→ WHAT IS BEING ASKED
From the line containing "of the apple" through the final line of the records, reproduce every line exactly.

(Point-per-instance localization data)
= Beginning of Section =
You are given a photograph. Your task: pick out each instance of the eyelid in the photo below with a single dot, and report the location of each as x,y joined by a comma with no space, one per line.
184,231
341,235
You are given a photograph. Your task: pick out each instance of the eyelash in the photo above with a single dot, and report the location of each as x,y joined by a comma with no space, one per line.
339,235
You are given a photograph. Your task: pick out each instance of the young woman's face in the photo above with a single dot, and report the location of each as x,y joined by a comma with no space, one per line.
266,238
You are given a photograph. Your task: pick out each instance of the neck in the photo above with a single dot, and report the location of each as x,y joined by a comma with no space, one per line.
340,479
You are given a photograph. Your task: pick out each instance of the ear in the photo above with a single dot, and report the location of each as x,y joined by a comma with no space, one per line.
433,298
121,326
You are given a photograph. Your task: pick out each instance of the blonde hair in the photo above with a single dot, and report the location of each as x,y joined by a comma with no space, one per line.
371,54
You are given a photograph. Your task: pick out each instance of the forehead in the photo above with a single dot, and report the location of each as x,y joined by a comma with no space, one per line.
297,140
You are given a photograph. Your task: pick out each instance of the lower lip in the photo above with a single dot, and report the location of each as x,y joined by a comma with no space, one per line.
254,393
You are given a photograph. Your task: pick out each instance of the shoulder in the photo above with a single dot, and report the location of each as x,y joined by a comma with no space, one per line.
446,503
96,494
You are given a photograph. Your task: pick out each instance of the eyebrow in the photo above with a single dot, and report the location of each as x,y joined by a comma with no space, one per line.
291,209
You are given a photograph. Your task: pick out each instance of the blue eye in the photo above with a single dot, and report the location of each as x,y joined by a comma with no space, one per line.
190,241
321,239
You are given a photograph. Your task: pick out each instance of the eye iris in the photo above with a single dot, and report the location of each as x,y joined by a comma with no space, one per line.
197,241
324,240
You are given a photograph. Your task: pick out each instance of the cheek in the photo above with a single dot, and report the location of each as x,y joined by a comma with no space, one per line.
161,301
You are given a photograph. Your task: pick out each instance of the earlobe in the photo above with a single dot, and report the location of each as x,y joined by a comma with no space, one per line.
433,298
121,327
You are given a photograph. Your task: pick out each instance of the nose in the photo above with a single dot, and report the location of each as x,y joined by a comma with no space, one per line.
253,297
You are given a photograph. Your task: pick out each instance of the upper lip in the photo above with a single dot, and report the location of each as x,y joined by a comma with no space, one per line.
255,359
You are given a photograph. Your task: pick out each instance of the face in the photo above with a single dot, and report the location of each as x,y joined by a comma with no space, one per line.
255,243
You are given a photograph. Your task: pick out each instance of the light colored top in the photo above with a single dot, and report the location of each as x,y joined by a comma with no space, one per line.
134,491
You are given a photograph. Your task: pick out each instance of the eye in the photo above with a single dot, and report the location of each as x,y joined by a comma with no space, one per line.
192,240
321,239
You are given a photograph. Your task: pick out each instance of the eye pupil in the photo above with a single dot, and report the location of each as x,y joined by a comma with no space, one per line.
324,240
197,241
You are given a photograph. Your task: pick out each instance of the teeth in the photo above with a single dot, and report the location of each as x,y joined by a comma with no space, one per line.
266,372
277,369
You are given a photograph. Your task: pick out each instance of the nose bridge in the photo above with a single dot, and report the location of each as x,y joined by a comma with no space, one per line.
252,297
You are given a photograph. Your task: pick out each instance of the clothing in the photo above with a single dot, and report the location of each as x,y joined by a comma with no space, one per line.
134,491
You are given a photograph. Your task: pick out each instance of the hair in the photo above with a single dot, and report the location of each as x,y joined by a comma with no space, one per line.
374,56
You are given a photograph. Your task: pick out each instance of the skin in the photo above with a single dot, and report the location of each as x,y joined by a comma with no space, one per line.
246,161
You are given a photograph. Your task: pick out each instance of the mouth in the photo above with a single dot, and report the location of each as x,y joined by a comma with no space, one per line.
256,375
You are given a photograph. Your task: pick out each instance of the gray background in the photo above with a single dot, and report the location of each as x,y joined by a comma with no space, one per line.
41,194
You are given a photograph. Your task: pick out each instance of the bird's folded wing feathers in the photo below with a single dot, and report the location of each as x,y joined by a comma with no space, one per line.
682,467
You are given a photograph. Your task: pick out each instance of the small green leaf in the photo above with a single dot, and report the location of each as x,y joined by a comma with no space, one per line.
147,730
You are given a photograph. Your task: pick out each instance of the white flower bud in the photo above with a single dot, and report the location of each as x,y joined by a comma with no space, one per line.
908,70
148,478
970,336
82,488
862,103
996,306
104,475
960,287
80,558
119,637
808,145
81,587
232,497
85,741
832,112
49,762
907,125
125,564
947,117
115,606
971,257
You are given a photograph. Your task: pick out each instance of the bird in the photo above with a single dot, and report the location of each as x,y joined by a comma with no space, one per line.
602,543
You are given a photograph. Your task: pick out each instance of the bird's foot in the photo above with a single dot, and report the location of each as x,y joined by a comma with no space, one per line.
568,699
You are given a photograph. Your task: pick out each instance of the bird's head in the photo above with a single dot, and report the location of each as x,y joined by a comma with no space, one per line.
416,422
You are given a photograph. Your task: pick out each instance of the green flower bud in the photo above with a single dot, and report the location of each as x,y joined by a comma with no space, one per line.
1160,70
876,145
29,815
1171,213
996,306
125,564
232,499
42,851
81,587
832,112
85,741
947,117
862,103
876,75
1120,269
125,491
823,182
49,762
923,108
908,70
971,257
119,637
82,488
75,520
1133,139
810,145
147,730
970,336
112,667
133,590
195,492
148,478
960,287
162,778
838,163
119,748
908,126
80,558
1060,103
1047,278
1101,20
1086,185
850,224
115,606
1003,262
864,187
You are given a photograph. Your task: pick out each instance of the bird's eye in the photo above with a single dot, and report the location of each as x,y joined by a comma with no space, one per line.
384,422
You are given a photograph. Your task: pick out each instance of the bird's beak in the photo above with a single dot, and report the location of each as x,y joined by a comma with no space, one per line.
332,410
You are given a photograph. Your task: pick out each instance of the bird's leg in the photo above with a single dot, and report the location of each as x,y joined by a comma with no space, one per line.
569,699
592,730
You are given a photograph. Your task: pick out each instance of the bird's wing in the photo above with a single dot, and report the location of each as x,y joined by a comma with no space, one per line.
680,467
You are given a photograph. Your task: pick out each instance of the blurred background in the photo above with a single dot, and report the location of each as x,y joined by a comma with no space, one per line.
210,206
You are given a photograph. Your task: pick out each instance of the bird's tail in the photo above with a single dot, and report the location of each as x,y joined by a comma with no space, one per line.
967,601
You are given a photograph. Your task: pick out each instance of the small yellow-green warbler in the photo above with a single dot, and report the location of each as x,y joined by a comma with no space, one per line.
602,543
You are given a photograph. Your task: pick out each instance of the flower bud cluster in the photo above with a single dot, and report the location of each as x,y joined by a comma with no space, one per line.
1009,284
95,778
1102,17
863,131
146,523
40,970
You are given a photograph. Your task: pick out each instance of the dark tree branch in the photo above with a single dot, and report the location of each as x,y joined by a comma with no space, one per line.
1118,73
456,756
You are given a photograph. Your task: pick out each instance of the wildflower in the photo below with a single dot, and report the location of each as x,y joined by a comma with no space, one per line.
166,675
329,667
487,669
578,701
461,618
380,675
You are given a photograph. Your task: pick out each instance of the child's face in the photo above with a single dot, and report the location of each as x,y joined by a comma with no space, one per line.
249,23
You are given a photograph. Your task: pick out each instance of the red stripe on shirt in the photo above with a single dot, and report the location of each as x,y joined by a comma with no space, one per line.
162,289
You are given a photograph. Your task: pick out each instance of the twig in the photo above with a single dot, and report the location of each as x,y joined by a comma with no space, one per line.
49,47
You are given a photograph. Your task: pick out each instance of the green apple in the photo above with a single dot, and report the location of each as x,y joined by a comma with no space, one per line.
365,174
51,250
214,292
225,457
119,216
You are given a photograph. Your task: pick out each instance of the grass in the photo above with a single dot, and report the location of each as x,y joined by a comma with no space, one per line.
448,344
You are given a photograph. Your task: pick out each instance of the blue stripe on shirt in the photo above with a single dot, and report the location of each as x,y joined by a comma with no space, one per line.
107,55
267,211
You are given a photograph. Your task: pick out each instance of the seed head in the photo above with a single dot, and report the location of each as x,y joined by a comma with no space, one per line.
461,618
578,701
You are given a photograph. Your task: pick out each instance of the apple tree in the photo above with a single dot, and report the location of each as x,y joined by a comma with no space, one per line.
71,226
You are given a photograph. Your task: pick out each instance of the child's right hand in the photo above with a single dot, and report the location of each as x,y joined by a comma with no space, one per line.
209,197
= End of Section =
→ EXERCISE OUTPUT
You are given a photograph. Your task: pick out each instance of the apple tree in the photo above with a single dot, and report the location of each as x,y joined by a comma with no space, one per line.
71,226
You are given a photograph. Your task: pick out each instance of the child's right hand in the photo above with a single dot, and report the location of each as x,y joined by a comma with no space, one per line.
209,197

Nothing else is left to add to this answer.